### The request
Swap "never more" for "no more" wherever it occurs in the data below, and keep everything else unchanged. Leave the pictures out of your answer.

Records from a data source
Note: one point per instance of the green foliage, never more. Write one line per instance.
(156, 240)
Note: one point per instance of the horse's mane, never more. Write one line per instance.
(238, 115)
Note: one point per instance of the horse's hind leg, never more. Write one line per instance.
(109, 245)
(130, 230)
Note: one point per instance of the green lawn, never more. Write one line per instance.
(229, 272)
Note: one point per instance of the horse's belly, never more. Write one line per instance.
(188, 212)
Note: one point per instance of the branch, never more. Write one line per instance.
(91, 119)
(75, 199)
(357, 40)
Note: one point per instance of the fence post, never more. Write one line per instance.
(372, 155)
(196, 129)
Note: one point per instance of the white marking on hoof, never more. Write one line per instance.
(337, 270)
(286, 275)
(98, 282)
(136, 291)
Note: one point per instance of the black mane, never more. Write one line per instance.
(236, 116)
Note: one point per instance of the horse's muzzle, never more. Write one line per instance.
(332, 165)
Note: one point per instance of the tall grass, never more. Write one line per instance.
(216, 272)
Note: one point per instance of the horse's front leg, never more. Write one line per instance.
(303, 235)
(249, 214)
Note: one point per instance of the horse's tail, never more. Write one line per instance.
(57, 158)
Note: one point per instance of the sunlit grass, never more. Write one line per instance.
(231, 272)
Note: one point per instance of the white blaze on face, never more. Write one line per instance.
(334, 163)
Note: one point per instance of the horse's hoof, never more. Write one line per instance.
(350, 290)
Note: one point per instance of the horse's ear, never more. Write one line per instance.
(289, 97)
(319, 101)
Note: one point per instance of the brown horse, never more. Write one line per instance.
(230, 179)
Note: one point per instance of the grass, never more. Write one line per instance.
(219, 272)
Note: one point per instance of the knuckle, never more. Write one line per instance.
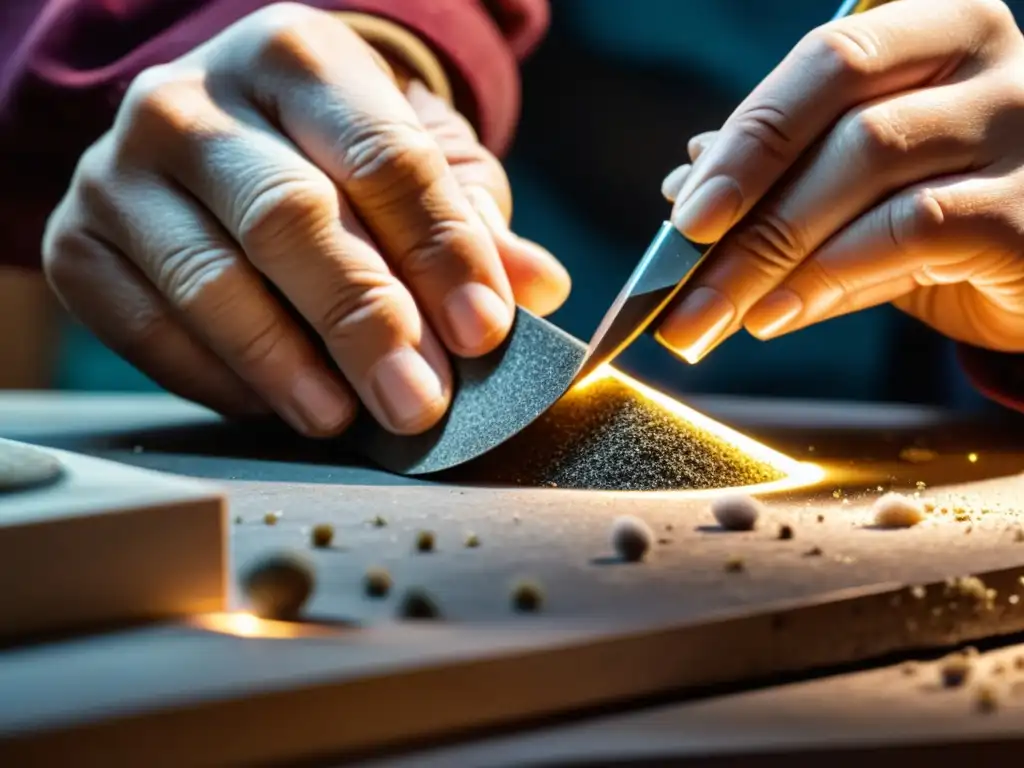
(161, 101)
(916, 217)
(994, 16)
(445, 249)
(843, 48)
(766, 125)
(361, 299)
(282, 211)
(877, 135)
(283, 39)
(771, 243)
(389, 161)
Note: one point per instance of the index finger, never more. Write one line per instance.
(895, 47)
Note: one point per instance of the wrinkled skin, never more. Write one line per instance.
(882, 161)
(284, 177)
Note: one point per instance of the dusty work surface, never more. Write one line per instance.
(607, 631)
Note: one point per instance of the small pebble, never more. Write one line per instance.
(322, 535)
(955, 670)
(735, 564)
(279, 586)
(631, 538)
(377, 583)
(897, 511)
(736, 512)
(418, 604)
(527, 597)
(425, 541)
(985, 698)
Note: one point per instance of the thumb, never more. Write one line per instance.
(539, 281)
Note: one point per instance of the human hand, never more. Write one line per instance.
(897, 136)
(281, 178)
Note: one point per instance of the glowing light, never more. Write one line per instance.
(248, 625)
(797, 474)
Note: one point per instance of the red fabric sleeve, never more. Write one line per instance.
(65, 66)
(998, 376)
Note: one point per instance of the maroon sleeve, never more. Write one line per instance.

### Correct output
Note: one point per instance of the green foliage, no more. Write one line per instance.
(156, 240)
Note: one point per instance of the horse's mane, no more. Write one line per instance.
(238, 115)
Note: one point per instance of the horse's hind leg, no more. Write one line per instance.
(109, 245)
(130, 230)
Note: one point per instance of the green lawn, no more. Write one line per instance.
(229, 272)
Note: one point per instance of the horse's belly, no more. Write one line per instance.
(188, 212)
Note: one point per instance of the branch, no more. Write one line per instance.
(91, 119)
(75, 199)
(357, 40)
Note: one point per instance of the fence post, no more. Write one line per instance.
(372, 155)
(196, 129)
Note: one point per instance of the white marking on hoof, no more. Write one line per instance.
(337, 270)
(286, 275)
(98, 282)
(136, 291)
Note: one point per instance of the black mane, no more. Write one line per instance.
(236, 116)
Note: one point per instance of the horse's muzzle, no more. Write one line per instance.
(332, 165)
Note: one point per instance of the tall grass, no more. Write one line per instance.
(216, 272)
Note: one point per instance of the horse's front leg, no more. Write one line per instance.
(303, 235)
(249, 214)
Note: one point per instance of the horse's tail, no more. Write one line per instance.
(57, 158)
Note: one point per instance of the sunlit grass, no more. Write one line per instance.
(231, 272)
Note: one point per instance of the white blaze on face, no more. Write one line per instance.
(334, 163)
Note: one point per instance of the horse's hoof, no more. Write one line per instance.
(350, 290)
Note: one point per instance of the horse's ear, no more. Write one line per instance.
(289, 97)
(319, 101)
Note: one point per instance of the brown horse, no more. Write one line per instance.
(230, 179)
Note: one point per instance of the grass, no more. Write one line per instance.
(219, 272)
Note: one point per instance of the knuckle, no more. Write one line per instance.
(161, 101)
(916, 217)
(994, 16)
(445, 249)
(843, 48)
(766, 125)
(361, 299)
(282, 211)
(877, 135)
(283, 39)
(771, 243)
(389, 161)
Note: one point per instance of the index finger, no more. Write one line per instance.
(895, 47)
Note: one point per instance of the wrinkled skin, no more. Write one line per instance.
(882, 161)
(284, 177)
Note: one point per instance of the dusty work surface, no more. Write one line per instance.
(607, 631)
Note: one point per instance of the small pebble, no more. Write one line per instance.
(322, 535)
(955, 670)
(735, 564)
(279, 586)
(631, 538)
(377, 583)
(897, 511)
(736, 512)
(418, 604)
(527, 597)
(425, 541)
(985, 698)
Note: one point per instance of the thumb, no more. Write one line per instance.
(539, 281)
Note: one point per instance of the human hand, no more. Write one line per instance.
(897, 136)
(281, 178)
Note: one point per instance of the glowing light, no more. Write one line per instance.
(248, 625)
(797, 474)
Note: one point per instance of the red fabric sleeve, no more. Write one line per instance.
(65, 66)
(998, 376)
Note: one point per instance of the maroon sleeve, no more. Write one line per instance.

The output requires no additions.